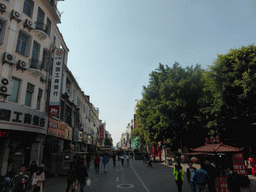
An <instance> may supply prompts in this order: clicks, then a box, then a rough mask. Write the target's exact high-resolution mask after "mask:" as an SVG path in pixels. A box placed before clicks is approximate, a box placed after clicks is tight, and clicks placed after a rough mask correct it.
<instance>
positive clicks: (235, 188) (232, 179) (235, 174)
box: [227, 167, 240, 192]
mask: <svg viewBox="0 0 256 192" xmlns="http://www.w3.org/2000/svg"><path fill="white" fill-rule="evenodd" d="M228 172H229V175H228V179H227V181H228V189H229V191H230V192H240V181H239V175H238V174H237V173H236V172H235V171H234V167H229V168H228Z"/></svg>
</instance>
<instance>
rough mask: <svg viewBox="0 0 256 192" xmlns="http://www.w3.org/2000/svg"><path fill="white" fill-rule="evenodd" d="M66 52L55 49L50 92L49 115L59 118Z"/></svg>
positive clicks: (54, 51)
mask: <svg viewBox="0 0 256 192" xmlns="http://www.w3.org/2000/svg"><path fill="white" fill-rule="evenodd" d="M63 59H64V50H63V49H55V50H54V58H53V67H52V81H51V92H50V105H49V115H50V116H59V107H58V106H60V97H61V85H62V83H61V81H62V68H63Z"/></svg>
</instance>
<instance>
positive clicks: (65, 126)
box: [57, 122, 67, 139]
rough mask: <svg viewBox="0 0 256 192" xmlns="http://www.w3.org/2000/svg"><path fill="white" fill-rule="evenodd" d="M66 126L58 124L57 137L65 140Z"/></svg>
mask: <svg viewBox="0 0 256 192" xmlns="http://www.w3.org/2000/svg"><path fill="white" fill-rule="evenodd" d="M66 127H67V126H66V124H65V123H62V122H58V129H57V137H59V138H62V139H64V138H65V133H66Z"/></svg>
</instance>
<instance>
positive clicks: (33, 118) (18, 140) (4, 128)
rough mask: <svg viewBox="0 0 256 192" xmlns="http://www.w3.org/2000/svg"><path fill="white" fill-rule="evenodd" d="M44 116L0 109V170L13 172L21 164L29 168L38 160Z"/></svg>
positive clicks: (42, 134) (33, 111) (26, 107)
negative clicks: (30, 165)
mask: <svg viewBox="0 0 256 192" xmlns="http://www.w3.org/2000/svg"><path fill="white" fill-rule="evenodd" d="M47 122H48V116H47V114H45V113H42V112H39V111H37V110H32V109H30V108H27V107H22V106H19V105H15V104H10V103H1V107H0V144H1V153H0V165H1V167H0V170H1V175H5V174H6V172H7V171H8V170H11V169H12V170H13V171H17V170H18V168H19V167H20V166H21V164H25V166H26V167H29V165H30V164H31V162H32V161H33V160H34V161H36V162H37V164H38V163H39V161H40V160H42V151H43V140H44V137H45V135H46V133H47Z"/></svg>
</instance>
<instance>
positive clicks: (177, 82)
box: [135, 63, 204, 147]
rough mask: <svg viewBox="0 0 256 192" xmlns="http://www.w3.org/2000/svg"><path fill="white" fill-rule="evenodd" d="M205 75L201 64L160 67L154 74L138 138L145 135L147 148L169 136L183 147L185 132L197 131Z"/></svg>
mask: <svg viewBox="0 0 256 192" xmlns="http://www.w3.org/2000/svg"><path fill="white" fill-rule="evenodd" d="M203 72H204V70H203V69H201V66H200V65H196V66H195V67H193V66H191V67H186V68H182V67H181V66H180V65H179V64H178V63H175V64H174V65H173V67H172V68H170V67H168V66H164V65H162V64H159V67H158V69H156V71H153V72H152V73H151V74H150V81H149V85H148V86H147V87H143V93H142V96H143V98H142V100H141V101H140V104H139V105H138V110H137V113H138V114H137V115H138V127H139V130H138V131H137V135H142V136H143V139H144V140H145V143H146V144H147V145H149V144H152V143H153V142H158V141H160V140H162V138H163V135H165V138H166V139H169V141H170V143H174V144H176V147H179V146H180V145H181V142H182V140H184V139H185V135H186V134H185V133H186V132H187V131H188V130H190V129H194V128H195V126H196V125H197V124H198V121H199V120H198V118H197V116H199V115H200V111H199V105H198V102H199V100H200V99H201V97H202V93H203V87H204V79H203ZM135 135H136V134H135Z"/></svg>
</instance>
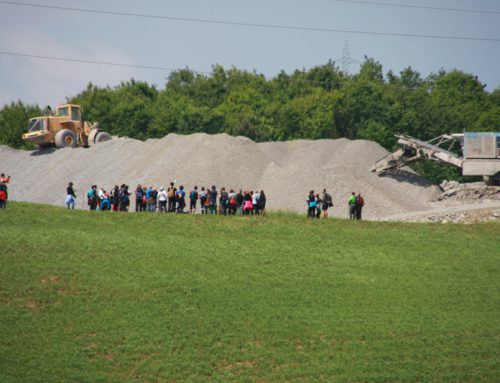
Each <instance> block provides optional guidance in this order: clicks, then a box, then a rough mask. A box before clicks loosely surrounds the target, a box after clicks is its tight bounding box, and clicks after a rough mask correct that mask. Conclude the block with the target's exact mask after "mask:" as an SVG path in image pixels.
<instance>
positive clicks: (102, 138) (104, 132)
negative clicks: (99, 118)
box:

#### ABOUT THIS EXERCISE
Could you repeat the data exactly, omitting its pictures?

#### ANSWER BOX
An <instance> may supply prompts in this order: clicks, then a box, then a rough mask. Write the target's exact high-resolution mask after "mask:" as an SVG path in pixels. A box placed before clicks is approximate, a box placed after clicks is tight, and clicks placed after a rough mask correct it.
<instance>
positive clicks: (235, 188) (232, 179) (235, 174)
box: [227, 167, 240, 192]
mask: <svg viewBox="0 0 256 192" xmlns="http://www.w3.org/2000/svg"><path fill="white" fill-rule="evenodd" d="M228 172H229V175H228V179H227V181H228V189H229V191H230V192H240V181H239V175H238V174H237V173H236V172H235V171H234V167H229V168H228Z"/></svg>
</instance>
<instance>
rough mask: <svg viewBox="0 0 256 192" xmlns="http://www.w3.org/2000/svg"><path fill="white" fill-rule="evenodd" d="M66 52L55 49L50 92L49 115L59 118Z"/></svg>
positive clicks: (54, 51)
mask: <svg viewBox="0 0 256 192" xmlns="http://www.w3.org/2000/svg"><path fill="white" fill-rule="evenodd" d="M63 59H64V50H63V49H55V50H54V58H53V67H52V81H51V92H50V105H49V115H50V116H59V107H58V106H60V97H61V85H62V83H61V81H62V68H63Z"/></svg>
</instance>
<instance>
positive clicks: (65, 126)
box: [57, 122, 67, 139]
rough mask: <svg viewBox="0 0 256 192" xmlns="http://www.w3.org/2000/svg"><path fill="white" fill-rule="evenodd" d="M66 126L58 124L57 137L65 140Z"/></svg>
mask: <svg viewBox="0 0 256 192" xmlns="http://www.w3.org/2000/svg"><path fill="white" fill-rule="evenodd" d="M66 127H67V126H66V124H65V123H62V122H58V129H57V137H59V138H62V139H64V138H65V133H66Z"/></svg>
</instance>
<instance>
positive clicks: (33, 118) (18, 140) (4, 128)
rough mask: <svg viewBox="0 0 256 192" xmlns="http://www.w3.org/2000/svg"><path fill="white" fill-rule="evenodd" d="M44 116L0 109V170L13 172L21 164L29 168L38 160Z"/></svg>
positive clicks: (42, 134) (33, 111) (26, 107)
negative clicks: (30, 165)
mask: <svg viewBox="0 0 256 192" xmlns="http://www.w3.org/2000/svg"><path fill="white" fill-rule="evenodd" d="M47 122H48V116H47V114H45V113H42V112H39V111H37V110H32V109H30V108H27V107H22V106H19V105H15V104H10V103H1V107H0V144H1V153H0V165H1V167H0V170H1V175H5V174H6V172H7V171H8V170H11V169H12V170H13V171H17V170H18V168H19V167H20V166H21V164H25V166H26V167H29V165H30V164H31V162H32V161H33V160H34V161H36V162H37V164H38V163H39V161H40V160H42V151H43V140H44V137H45V135H46V133H47Z"/></svg>
</instance>
<instance>
positive clicks: (177, 82)
box: [135, 63, 204, 147]
rough mask: <svg viewBox="0 0 256 192" xmlns="http://www.w3.org/2000/svg"><path fill="white" fill-rule="evenodd" d="M205 75L201 64L160 67L154 74L138 138L145 135L147 148L169 136L183 147L185 132L197 131Z"/></svg>
mask: <svg viewBox="0 0 256 192" xmlns="http://www.w3.org/2000/svg"><path fill="white" fill-rule="evenodd" d="M203 72H204V70H203V69H201V66H200V65H196V66H195V67H193V66H191V67H186V68H182V67H181V66H180V65H179V64H178V63H175V64H174V65H173V67H172V68H170V67H168V66H164V65H162V64H159V67H158V69H156V71H153V72H152V73H151V74H150V81H149V85H148V86H147V87H143V93H142V96H143V98H142V100H141V101H140V104H139V105H138V110H137V113H138V114H137V115H138V127H139V130H138V131H137V135H142V136H143V139H144V140H145V143H146V144H147V145H149V144H152V143H153V142H158V141H160V140H162V138H163V135H165V138H166V139H169V141H170V143H174V144H176V147H179V146H180V145H181V142H182V140H184V139H185V135H186V134H185V133H186V132H187V131H188V130H190V129H194V128H195V126H196V125H197V124H198V121H199V120H198V118H197V116H199V115H200V111H199V105H198V102H199V100H200V99H201V97H202V93H203V87H204V79H203ZM135 135H136V134H135Z"/></svg>
</instance>
Each <instance> block provides optional guidance in this order: clicks, then a box, then a rough mask. A box before clicks loosely surrounds the target, a box after clicks is its tight bounding box, and clicks after a rough mask correct that mask. Conclude the block with the target's exact mask after "mask:" as an SVG path in image pixels.
<instance>
positive clicks: (102, 138) (104, 132)
negative clicks: (99, 118)
box:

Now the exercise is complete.